:: YOUR GOAL ::
Please reproduce the entries that follow without a single difference.

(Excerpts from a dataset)
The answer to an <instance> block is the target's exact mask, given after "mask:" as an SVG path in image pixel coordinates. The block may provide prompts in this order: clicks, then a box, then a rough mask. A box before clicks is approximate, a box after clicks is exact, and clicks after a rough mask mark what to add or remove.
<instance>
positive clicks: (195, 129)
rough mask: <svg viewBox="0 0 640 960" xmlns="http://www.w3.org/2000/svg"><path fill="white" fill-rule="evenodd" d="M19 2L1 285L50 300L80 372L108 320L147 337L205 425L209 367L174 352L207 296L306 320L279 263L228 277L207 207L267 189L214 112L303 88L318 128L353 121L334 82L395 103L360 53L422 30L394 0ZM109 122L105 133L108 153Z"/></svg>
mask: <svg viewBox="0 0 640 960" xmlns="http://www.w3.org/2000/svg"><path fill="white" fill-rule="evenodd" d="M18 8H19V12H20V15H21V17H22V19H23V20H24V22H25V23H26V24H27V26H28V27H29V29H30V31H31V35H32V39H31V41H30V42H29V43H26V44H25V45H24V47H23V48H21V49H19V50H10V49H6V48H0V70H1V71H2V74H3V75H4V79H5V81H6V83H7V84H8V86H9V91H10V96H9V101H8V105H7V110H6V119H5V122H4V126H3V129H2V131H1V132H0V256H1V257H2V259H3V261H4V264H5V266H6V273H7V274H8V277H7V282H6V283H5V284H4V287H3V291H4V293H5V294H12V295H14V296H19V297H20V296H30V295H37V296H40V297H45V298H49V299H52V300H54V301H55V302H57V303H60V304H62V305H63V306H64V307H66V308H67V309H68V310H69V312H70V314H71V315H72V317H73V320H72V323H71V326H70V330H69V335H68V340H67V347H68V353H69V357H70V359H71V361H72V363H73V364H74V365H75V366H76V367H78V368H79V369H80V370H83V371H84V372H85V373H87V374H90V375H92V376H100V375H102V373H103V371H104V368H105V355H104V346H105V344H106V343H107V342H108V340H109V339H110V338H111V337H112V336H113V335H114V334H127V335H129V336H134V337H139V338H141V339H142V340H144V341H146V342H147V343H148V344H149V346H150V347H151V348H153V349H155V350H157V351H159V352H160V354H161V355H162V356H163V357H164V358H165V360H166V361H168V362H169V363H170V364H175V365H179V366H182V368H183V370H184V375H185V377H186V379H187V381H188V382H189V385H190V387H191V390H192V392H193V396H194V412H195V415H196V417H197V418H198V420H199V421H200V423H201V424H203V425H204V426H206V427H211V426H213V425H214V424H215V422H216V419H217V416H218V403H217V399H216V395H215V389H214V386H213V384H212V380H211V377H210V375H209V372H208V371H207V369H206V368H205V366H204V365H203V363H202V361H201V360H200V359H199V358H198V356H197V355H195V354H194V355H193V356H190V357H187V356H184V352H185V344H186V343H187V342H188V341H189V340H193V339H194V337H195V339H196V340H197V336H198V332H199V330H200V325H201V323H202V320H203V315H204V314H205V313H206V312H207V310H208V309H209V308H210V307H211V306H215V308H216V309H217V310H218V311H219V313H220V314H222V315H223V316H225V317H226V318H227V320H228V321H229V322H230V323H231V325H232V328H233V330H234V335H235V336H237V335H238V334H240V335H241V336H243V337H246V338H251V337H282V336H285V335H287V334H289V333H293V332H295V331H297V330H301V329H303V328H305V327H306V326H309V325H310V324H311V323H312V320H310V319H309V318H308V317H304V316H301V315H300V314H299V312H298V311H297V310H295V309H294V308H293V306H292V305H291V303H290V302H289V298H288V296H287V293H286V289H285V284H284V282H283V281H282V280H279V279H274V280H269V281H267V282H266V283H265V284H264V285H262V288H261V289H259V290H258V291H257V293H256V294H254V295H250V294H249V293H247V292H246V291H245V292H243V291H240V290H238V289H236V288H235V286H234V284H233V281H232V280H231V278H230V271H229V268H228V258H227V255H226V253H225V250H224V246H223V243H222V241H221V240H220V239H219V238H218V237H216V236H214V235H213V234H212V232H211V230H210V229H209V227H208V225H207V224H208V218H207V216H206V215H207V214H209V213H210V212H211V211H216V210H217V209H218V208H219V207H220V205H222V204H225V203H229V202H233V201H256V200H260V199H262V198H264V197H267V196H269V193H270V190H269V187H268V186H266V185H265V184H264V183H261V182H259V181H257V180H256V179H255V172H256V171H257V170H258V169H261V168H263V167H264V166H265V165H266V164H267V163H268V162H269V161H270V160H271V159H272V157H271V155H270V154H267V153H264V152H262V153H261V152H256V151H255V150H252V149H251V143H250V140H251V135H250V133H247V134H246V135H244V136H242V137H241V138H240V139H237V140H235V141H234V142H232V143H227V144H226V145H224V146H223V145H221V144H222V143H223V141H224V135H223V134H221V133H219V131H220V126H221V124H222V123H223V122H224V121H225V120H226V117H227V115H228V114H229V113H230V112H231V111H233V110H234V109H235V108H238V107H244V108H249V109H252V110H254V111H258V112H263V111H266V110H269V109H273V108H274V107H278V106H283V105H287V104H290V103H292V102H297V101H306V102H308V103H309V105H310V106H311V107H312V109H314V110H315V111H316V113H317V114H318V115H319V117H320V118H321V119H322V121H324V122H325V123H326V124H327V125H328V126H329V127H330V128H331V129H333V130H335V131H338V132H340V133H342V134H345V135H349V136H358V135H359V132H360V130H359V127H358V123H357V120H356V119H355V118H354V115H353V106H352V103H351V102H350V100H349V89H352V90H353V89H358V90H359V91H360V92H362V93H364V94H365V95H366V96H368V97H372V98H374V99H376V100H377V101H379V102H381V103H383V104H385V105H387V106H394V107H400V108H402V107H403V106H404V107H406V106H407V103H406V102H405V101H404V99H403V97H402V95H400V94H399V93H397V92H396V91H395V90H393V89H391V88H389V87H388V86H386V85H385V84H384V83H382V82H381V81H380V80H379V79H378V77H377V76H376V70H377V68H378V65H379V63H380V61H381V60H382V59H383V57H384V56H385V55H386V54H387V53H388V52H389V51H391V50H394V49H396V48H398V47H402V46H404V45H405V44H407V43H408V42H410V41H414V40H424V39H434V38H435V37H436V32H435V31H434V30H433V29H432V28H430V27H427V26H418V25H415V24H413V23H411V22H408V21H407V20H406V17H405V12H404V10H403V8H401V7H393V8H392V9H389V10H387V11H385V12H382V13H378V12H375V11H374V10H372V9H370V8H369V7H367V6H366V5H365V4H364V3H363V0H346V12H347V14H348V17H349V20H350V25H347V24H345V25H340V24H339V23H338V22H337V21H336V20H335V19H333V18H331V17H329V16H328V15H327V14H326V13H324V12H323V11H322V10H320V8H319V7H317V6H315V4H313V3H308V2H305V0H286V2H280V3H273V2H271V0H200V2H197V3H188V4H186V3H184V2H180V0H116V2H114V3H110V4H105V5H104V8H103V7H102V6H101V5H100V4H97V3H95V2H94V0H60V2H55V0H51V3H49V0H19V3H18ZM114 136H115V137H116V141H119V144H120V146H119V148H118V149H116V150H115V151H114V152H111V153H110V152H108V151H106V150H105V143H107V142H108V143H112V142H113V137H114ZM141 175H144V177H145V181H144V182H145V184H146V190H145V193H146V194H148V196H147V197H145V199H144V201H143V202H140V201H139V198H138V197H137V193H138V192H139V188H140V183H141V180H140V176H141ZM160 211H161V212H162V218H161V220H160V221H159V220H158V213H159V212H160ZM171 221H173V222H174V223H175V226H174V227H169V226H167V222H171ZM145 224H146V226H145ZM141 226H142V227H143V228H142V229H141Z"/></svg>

:: SOLUTION TO THIS TASK ::
The answer to an <instance> block is the target's exact mask, given after "mask:" as an SVG path in image pixel coordinates. The block may provide prompts in this order: clicks, then a box, then a rough mask. A box before clicks is approximate, a box after clicks is exact, and clicks after a rough mask mark what to add or remove.
<instance>
positive clicks: (195, 129)
rough mask: <svg viewBox="0 0 640 960" xmlns="http://www.w3.org/2000/svg"><path fill="white" fill-rule="evenodd" d="M19 2L1 285L50 300L80 372L108 320L147 337L205 425L209 367L174 352L207 296L306 320L279 263L228 277L207 207L267 189L214 112L303 88L318 128L353 121L334 82L395 103L360 53L422 30L394 0ZM109 122L105 133L108 153Z"/></svg>
mask: <svg viewBox="0 0 640 960" xmlns="http://www.w3.org/2000/svg"><path fill="white" fill-rule="evenodd" d="M18 8H19V12H20V15H21V17H22V19H23V20H24V22H25V23H26V24H27V26H28V27H29V29H30V31H31V35H32V39H31V41H30V42H29V43H26V44H25V45H24V47H23V48H21V49H19V50H10V49H6V48H0V70H1V71H2V74H3V75H4V79H5V81H6V83H7V84H8V86H9V91H10V96H9V101H8V105H7V110H6V119H5V122H4V126H3V129H2V131H1V132H0V256H1V257H2V259H3V261H4V264H5V266H6V273H7V274H8V277H7V282H6V283H5V284H4V287H3V291H4V293H5V294H12V295H14V296H19V297H20V296H30V295H37V296H40V297H45V298H49V299H52V300H54V301H55V302H57V303H60V304H62V305H63V306H64V307H66V308H67V309H68V310H69V312H70V314H71V315H72V317H73V320H72V323H71V326H70V330H69V335H68V340H67V347H68V353H69V357H70V359H71V361H72V363H73V364H74V365H75V366H76V367H78V368H79V369H80V370H83V371H84V372H85V373H87V374H90V375H92V376H100V375H102V373H103V371H104V368H105V355H104V346H105V344H106V343H107V342H108V340H109V339H110V338H111V337H112V336H113V335H114V334H127V335H129V336H134V337H139V338H141V339H142V340H144V341H146V342H147V343H148V344H149V346H150V347H151V348H153V349H155V350H157V351H159V352H160V354H161V355H162V356H163V357H164V358H165V360H166V361H168V362H169V363H170V364H175V365H179V366H182V368H183V370H184V375H185V377H186V379H187V381H188V382H189V385H190V387H191V390H192V392H193V396H194V412H195V415H196V417H197V418H198V420H199V421H200V423H201V424H203V425H204V426H206V427H211V426H213V425H214V424H215V422H216V419H217V416H218V403H217V399H216V395H215V389H214V386H213V384H212V380H211V377H210V375H209V372H208V371H207V369H206V368H205V366H204V365H203V363H202V361H201V360H200V359H199V358H198V356H197V355H195V354H194V355H193V356H190V357H187V356H184V352H185V344H186V343H187V342H188V341H189V340H193V339H194V337H195V339H196V340H197V336H198V332H199V330H200V325H201V323H202V320H203V315H204V314H205V313H206V312H207V310H208V309H209V308H210V307H211V306H215V308H216V309H217V310H218V311H219V313H220V314H222V315H223V316H225V317H226V318H227V320H228V321H229V322H230V323H231V325H232V328H233V330H234V335H235V336H237V335H238V334H240V335H241V336H243V337H246V338H251V337H282V336H285V335H287V334H289V333H293V332H295V331H297V330H301V329H303V328H305V327H306V326H309V325H310V324H311V323H312V320H310V319H309V318H308V317H304V316H301V315H300V314H299V312H298V311H297V310H295V309H294V308H293V306H292V305H291V303H290V302H289V298H288V296H287V293H286V289H285V284H284V282H283V281H282V280H279V279H274V280H269V281H267V282H266V283H265V284H264V285H262V288H261V289H259V290H258V291H257V293H256V294H254V295H250V294H249V293H247V292H246V291H245V292H243V291H240V290H238V289H236V288H235V286H234V284H233V281H232V280H231V278H230V271H229V268H228V258H227V255H226V253H225V250H224V246H223V243H222V241H221V240H220V239H219V238H218V237H216V236H214V235H213V234H212V232H211V230H210V229H209V227H208V225H207V224H208V218H207V216H206V215H207V214H209V213H210V212H211V211H216V210H217V209H218V208H219V207H220V205H222V204H225V203H229V202H233V201H256V200H260V199H262V198H264V197H267V196H269V193H270V190H269V187H268V186H266V185H265V184H264V183H261V182H259V181H257V180H256V179H255V172H256V171H257V170H258V169H261V168H263V167H264V166H265V165H266V164H267V163H268V162H269V161H270V160H271V159H272V157H271V155H270V154H267V153H264V152H262V153H261V152H256V151H255V150H252V149H251V143H250V140H251V135H250V133H247V134H246V135H244V136H242V137H241V138H240V139H237V140H235V141H234V142H232V143H227V144H226V145H224V146H223V145H221V144H222V143H223V141H224V135H223V134H221V133H219V131H220V126H221V124H222V123H223V122H224V121H225V120H226V117H227V115H228V114H229V113H230V112H231V111H233V110H234V109H235V108H238V107H244V108H249V109H252V110H254V111H258V112H263V111H266V110H269V109H273V108H274V107H278V106H283V105H287V104H290V103H292V102H297V101H306V102H308V103H309V105H310V106H311V107H312V109H314V110H315V111H316V113H317V114H318V115H319V117H320V118H321V119H322V121H324V122H325V123H326V124H327V125H328V126H329V127H330V128H331V129H333V130H335V131H338V132H340V133H342V134H345V135H349V136H358V135H359V132H360V130H359V127H358V123H357V120H356V119H355V118H354V115H353V106H352V103H351V102H350V100H349V89H352V90H353V89H358V90H359V91H360V92H362V93H364V94H365V95H366V96H368V97H372V98H374V99H376V100H377V101H379V102H381V103H383V104H385V105H387V106H394V107H400V108H402V107H403V106H404V107H406V106H407V103H406V102H405V101H404V99H403V97H402V95H400V94H399V93H397V92H396V91H395V90H393V89H391V88H389V87H388V86H386V85H385V84H384V83H382V82H381V81H380V80H379V79H378V77H377V76H376V70H377V68H378V65H379V63H380V61H381V60H382V59H383V57H384V56H385V55H386V54H387V53H388V52H389V51H391V50H394V49H396V48H398V47H402V46H404V45H405V44H407V43H408V42H410V41H414V40H424V39H434V38H435V37H436V32H435V31H434V30H433V29H432V28H430V27H427V26H418V25H415V24H413V23H411V22H408V21H407V20H406V17H405V12H404V10H403V8H401V7H393V8H392V9H389V10H387V11H385V12H382V13H378V12H375V11H374V10H372V9H370V8H369V7H367V6H366V5H365V4H364V3H363V0H346V12H347V14H348V17H349V20H350V25H347V24H345V25H340V24H339V23H338V22H337V21H336V20H335V19H333V18H331V17H329V16H328V15H327V14H326V13H324V12H323V11H322V10H320V8H319V7H317V6H315V4H313V3H308V2H305V0H286V2H280V3H273V2H271V0H200V2H197V3H188V4H186V3H184V2H180V0H116V2H114V3H110V4H105V5H104V8H103V7H102V6H101V5H100V4H97V3H95V2H94V0H60V2H55V0H51V3H49V0H19V3H18ZM114 136H115V137H116V141H119V144H120V146H119V148H118V149H116V150H115V151H114V152H111V153H110V152H108V151H106V150H105V143H107V142H108V143H112V142H113V137H114ZM141 175H144V177H145V181H144V182H145V184H146V190H145V193H146V194H148V196H147V197H145V199H144V201H143V202H140V201H139V198H138V197H137V193H138V192H139V188H140V183H141V180H140V176H141ZM160 211H161V212H162V218H161V220H160V221H159V220H158V213H159V212H160ZM171 221H173V222H174V223H175V226H174V227H169V226H167V222H171ZM145 224H146V226H145ZM141 226H142V227H143V228H142V229H141Z"/></svg>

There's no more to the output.